WRITTEN TASK 1: List the four types of political violence that the essay on political violence below distinguishes.

== READING TEXT ==

When examining political violence between states and citizens, it is best to distinguish four different groupings or types of political violence. The first and least common is State vs. Self. An example of this would be Hitler’s Night of the Long Knives. The next group is State vs. Citizens; examples of this would be police brutality or police using their authority to harm innocents. The third grouping is Citizens vs. State, which includes most riots. But usually groups two and three operate in tandem, such as a riot officer throwing a tear gas canister into a crowd of people, and said people throwing it back.
Finally, the last group is the most interesting: Citizens vs. Self. This can but does not refer to infighting or normal crime, but refers specifically to self-inflicted violence, like the Indian hunger strikes or self-immolations used as a form of protest. This is the most interesting form of political violence because it shows that the state can prevent such violence if it chooses to, by acceding to demands, but does not.
Political violence often instills widespread public concern. A shared fear among citizens that law and order will be dismantled, that the violence will turn towards the citizens. And so in reaction to said fear, people reflexively turn towards authorities. It has been demonstrated that when there is violence present, average authoritarian sentiment increases, even if said authorities cause violence.
This is how people start signing their rights away during a crisis. A notable example of this is the Patriot Act following the 9/11 attacks. The one exception to this is when authorities are violent toward citizens who are explicitly peaceful. It is present when the authorities beat people who refuse to fight back, or when they allow citizens to starve or burn themselves.
In these outliers, the public loses faith in authority. So with the fear that is born inherently out of violence, the citizens are given a losing hand. Once the state proves that it can and will commit acts of violence against its own citizens for whatever reason, the people only have the choice to give up or to fight violence with violence. Once a political dilemma reaches a physical struggle, it is impossible to revert said dilemma back into a purely moral one. The only choice the citizens have is to decide which group the violence will occur in.

===
== RECORDS TO PROCESS ==

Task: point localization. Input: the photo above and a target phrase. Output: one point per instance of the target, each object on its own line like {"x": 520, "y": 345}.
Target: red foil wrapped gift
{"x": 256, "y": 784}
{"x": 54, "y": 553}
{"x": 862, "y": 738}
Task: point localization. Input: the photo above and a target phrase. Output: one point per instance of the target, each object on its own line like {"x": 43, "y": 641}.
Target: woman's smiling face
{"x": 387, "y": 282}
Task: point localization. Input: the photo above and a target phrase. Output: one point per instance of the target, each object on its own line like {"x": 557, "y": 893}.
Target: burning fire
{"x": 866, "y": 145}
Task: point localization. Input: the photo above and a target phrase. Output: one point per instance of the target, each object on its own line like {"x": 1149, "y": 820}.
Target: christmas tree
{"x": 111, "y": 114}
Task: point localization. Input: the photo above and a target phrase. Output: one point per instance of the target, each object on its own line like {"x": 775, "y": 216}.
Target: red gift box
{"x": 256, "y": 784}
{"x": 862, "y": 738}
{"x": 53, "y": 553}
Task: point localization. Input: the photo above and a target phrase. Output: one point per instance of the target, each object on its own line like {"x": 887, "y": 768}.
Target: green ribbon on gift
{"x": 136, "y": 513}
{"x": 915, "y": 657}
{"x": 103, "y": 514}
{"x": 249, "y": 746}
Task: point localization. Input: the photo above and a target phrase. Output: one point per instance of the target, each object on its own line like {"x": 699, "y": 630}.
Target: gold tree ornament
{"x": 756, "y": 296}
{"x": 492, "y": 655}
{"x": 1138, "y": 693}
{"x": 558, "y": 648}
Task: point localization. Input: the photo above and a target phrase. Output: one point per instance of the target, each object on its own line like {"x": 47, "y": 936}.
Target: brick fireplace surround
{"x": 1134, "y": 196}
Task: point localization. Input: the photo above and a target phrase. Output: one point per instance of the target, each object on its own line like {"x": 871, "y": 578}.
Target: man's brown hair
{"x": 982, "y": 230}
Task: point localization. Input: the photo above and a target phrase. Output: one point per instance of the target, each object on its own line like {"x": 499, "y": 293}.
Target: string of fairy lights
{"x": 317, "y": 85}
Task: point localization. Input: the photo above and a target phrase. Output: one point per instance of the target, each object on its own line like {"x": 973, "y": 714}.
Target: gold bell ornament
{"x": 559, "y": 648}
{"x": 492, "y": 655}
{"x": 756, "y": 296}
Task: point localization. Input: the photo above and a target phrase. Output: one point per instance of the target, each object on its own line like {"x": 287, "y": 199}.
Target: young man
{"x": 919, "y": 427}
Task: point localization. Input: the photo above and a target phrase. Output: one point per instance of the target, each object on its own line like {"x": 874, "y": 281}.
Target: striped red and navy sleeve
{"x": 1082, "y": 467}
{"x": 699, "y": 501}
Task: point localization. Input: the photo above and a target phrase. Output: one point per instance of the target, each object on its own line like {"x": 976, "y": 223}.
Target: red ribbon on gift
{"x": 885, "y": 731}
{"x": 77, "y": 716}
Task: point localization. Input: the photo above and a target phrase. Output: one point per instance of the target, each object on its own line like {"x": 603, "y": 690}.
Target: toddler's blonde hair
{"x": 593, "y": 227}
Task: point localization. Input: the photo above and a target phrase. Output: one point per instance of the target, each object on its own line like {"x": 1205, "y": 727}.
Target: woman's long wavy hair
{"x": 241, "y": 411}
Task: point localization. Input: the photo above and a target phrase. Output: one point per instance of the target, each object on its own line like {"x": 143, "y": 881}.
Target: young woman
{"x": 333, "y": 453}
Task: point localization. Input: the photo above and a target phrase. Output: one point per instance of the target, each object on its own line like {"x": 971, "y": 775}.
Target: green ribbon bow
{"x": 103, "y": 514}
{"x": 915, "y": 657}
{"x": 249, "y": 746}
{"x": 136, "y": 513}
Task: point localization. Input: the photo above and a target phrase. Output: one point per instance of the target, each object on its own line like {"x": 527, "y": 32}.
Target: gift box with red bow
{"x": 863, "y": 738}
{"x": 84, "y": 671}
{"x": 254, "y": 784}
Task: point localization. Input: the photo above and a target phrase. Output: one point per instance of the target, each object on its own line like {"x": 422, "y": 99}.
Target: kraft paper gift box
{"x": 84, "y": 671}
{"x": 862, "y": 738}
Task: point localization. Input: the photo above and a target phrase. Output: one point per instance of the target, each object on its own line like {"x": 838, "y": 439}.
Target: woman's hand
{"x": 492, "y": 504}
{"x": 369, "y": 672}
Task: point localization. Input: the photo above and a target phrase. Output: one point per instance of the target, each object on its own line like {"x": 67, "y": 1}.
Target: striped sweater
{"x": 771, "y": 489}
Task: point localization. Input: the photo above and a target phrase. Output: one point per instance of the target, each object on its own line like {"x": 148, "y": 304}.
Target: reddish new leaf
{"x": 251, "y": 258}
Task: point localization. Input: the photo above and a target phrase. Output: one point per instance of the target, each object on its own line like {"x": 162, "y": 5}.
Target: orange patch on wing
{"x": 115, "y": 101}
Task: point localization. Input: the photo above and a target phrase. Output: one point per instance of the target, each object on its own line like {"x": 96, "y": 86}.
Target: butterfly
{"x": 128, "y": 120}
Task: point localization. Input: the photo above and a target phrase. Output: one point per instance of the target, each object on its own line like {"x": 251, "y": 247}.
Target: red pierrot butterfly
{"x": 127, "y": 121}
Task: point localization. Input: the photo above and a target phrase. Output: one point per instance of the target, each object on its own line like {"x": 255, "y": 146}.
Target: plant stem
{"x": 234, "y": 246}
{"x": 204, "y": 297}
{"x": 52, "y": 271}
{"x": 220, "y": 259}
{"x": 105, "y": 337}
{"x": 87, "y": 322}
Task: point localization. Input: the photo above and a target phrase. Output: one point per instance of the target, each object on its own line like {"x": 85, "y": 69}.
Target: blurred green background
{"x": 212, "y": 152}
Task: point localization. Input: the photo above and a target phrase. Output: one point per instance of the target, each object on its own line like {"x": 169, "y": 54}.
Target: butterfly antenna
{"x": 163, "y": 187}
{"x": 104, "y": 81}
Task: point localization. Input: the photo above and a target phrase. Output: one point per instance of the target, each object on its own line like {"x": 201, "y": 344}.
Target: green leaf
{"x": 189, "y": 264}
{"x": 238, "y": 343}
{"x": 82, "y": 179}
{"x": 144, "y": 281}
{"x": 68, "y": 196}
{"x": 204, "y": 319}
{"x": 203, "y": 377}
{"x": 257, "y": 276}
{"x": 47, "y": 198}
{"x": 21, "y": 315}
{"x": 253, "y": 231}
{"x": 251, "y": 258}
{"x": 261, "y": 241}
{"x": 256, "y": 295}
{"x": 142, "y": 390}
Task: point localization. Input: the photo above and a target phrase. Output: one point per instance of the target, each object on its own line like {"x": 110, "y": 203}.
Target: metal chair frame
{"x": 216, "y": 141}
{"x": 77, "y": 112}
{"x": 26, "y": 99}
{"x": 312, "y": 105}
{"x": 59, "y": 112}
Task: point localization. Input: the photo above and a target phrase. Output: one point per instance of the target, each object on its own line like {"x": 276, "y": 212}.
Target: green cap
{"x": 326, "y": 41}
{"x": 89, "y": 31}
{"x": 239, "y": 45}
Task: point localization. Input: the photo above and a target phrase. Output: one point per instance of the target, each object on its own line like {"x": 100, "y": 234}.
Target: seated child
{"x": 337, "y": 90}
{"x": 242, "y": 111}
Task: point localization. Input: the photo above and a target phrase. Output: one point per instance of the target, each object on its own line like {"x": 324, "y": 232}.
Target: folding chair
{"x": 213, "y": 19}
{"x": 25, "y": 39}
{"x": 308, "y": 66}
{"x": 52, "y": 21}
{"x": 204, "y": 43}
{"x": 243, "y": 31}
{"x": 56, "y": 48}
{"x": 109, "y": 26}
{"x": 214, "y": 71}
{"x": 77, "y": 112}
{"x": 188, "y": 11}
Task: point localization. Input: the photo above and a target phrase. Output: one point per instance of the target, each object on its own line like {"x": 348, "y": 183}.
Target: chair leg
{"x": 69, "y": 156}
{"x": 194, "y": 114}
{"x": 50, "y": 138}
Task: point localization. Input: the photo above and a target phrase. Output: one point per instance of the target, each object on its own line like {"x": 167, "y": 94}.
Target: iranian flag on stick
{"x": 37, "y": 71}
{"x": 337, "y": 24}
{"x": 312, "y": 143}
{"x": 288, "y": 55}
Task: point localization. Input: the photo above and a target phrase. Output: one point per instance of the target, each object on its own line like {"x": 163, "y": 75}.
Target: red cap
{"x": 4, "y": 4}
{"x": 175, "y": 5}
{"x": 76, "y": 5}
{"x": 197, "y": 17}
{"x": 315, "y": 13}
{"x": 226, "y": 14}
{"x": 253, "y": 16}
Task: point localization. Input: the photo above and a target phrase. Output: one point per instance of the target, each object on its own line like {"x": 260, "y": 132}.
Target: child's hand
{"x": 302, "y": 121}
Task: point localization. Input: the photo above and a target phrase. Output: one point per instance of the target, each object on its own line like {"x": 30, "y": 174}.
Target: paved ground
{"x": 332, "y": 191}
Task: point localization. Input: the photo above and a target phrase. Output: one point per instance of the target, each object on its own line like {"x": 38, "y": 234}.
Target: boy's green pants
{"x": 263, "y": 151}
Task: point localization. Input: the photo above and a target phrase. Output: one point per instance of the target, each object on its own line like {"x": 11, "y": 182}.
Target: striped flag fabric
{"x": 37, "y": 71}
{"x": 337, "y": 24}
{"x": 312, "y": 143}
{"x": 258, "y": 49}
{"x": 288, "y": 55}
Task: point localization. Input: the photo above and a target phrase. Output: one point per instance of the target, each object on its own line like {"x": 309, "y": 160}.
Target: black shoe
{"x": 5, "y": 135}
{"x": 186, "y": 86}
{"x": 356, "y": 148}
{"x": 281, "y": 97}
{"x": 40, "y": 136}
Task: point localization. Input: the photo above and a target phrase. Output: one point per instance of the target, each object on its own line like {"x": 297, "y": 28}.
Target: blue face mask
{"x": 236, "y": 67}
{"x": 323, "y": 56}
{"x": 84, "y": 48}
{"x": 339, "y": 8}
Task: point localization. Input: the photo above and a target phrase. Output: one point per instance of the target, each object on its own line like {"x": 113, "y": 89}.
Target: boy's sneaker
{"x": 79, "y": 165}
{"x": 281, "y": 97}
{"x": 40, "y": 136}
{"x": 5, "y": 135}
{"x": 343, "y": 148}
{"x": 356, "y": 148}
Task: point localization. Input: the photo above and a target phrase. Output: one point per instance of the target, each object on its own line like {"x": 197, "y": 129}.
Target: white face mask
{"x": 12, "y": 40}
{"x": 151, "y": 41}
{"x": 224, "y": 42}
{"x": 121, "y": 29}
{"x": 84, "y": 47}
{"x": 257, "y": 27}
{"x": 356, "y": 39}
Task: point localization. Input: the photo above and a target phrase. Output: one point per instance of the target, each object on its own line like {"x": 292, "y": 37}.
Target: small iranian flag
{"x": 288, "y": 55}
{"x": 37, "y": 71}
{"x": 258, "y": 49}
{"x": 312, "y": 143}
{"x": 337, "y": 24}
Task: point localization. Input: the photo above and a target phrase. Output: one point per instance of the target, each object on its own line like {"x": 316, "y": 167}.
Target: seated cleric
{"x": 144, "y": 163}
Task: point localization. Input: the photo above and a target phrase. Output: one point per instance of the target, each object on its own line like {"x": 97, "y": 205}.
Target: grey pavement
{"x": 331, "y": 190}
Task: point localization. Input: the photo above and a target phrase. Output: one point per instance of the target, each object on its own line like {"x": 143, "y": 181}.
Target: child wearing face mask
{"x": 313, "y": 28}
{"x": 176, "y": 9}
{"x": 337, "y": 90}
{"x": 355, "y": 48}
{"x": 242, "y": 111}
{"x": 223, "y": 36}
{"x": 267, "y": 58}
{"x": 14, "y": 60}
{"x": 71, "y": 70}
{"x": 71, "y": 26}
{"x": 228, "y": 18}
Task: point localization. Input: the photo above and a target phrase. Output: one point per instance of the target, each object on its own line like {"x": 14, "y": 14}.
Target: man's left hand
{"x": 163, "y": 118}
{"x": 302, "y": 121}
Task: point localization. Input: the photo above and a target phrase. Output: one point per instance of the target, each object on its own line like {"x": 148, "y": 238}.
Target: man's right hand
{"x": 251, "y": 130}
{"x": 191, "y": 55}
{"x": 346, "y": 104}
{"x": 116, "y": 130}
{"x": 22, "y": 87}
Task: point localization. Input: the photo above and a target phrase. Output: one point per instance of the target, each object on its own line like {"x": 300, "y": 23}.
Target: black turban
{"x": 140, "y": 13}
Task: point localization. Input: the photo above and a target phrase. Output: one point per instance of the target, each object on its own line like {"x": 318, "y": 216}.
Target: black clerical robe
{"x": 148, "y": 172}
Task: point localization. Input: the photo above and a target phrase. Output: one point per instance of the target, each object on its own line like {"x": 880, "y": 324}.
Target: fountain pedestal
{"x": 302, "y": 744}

===

WRITTEN TASK 2: Count the lines of the records above that contain the string "child". Case counts. Give only the number.

CORRECT OUTPUT 1:
State vs. Self
State vs. Citizens
Citizens vs. State
Citizens vs. Self

CORRECT OUTPUT 2: 3